Government of India (2019-2024)

The Second Modi ministry was the Council of Ministers headed by Prime Minister of India Narendra Modi that was formed after the 2019 general election which was held in seven phases from 11 April to 19 May 2019. The results of the election were announced on 23 May 2019 and this led to the formation of the 17th Lok Sabha. The oath ceremony was arranged in the forecourt of Rashtrapati Bhavan at Raisina Hill. The heads of the states of BIMSTEC countries were invited as guests of honor for this ceremony.

On 7 July 2021, the government went through a ministry expansion with several big names dropped and new faces sworn in. Many current ministers were also given promotion for their good work.

Following the victory of the National Democratic Alliance in the 2024 general election, Prime Minister Modi and the council of ministers tendered their resignation to the President of India on 5 June 2024. However, they remained in office on caretaker basis until a new cabinet assumed office. On 9 June 2024, the new Cabinet of Third Modi ministry was sworn in with Modi again as Prime Minister.

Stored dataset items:
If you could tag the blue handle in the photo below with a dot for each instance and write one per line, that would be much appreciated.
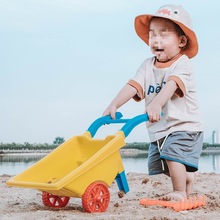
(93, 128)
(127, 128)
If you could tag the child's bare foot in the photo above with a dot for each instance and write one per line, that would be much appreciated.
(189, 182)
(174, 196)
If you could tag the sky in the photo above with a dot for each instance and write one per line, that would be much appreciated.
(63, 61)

==

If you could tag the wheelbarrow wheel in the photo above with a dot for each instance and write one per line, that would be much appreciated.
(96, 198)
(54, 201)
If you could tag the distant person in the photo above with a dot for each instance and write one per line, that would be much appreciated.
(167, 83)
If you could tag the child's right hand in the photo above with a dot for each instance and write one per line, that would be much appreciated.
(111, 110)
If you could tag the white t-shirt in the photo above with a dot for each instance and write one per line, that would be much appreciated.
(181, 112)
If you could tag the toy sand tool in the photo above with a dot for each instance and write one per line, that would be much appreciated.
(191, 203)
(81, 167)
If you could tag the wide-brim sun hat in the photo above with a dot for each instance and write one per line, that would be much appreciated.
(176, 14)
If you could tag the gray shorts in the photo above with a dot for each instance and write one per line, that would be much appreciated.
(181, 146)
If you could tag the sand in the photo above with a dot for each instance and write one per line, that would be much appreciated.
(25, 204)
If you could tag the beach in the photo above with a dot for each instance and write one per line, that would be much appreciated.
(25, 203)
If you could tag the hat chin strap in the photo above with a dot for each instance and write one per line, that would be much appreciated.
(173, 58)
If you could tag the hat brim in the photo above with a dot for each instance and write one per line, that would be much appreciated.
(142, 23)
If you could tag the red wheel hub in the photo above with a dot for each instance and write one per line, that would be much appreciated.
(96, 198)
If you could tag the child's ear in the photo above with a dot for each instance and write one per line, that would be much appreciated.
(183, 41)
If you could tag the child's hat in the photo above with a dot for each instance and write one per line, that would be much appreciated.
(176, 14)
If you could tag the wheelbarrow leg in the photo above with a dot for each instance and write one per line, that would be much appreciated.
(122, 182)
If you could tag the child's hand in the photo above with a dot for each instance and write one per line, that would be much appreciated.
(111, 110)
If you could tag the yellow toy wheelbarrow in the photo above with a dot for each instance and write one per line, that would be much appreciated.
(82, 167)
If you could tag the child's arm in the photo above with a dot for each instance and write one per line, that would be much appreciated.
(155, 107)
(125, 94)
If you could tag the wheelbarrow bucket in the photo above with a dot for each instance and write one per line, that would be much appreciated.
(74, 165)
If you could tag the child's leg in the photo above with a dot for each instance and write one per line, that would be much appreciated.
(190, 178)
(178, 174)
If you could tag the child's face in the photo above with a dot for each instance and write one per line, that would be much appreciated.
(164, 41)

...

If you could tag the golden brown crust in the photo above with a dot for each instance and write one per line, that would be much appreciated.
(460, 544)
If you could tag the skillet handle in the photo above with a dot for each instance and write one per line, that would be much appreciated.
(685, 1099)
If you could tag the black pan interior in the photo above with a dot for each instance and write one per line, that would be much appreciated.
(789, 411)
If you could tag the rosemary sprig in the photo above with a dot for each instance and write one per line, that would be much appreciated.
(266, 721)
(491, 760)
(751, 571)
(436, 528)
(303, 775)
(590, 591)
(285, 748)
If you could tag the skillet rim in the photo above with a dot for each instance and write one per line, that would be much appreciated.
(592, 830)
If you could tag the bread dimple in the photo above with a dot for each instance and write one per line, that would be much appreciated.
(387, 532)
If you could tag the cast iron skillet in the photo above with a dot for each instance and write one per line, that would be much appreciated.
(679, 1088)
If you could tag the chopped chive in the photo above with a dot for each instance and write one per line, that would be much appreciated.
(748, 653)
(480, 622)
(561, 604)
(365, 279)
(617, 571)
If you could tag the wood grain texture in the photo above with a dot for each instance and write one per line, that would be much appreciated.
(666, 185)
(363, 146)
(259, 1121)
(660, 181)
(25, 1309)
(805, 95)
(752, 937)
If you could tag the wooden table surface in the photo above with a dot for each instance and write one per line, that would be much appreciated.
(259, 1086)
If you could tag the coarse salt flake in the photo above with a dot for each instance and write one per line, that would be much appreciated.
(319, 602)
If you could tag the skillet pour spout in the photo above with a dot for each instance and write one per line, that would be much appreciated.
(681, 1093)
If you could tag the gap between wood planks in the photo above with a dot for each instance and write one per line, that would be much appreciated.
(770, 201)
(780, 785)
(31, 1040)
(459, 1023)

To be done: From the passage on the Second Modi ministry, copy the part that opens with the words "Government of India" and closes with "their good work.", renaming "ceremony" as "event" throughout.

Written response:
Government of India (2019-2024)

The Second Modi ministry was the Council of Ministers headed by Prime Minister of India Narendra Modi that was formed after the 2019 general election which was held in seven phases from 11 April to 19 May 2019. The results of the election were announced on 23 May 2019 and this led to the formation of the 17th Lok Sabha. The oath event was arranged in the forecourt of Rashtrapati Bhavan at Raisina Hill. The heads of the states of BIMSTEC countries were invited as guests of honor for this event.

On 7 July 2021, the government went through a ministry expansion with several big names dropped and new faces sworn in. Many current ministers were also given promotion for their good work.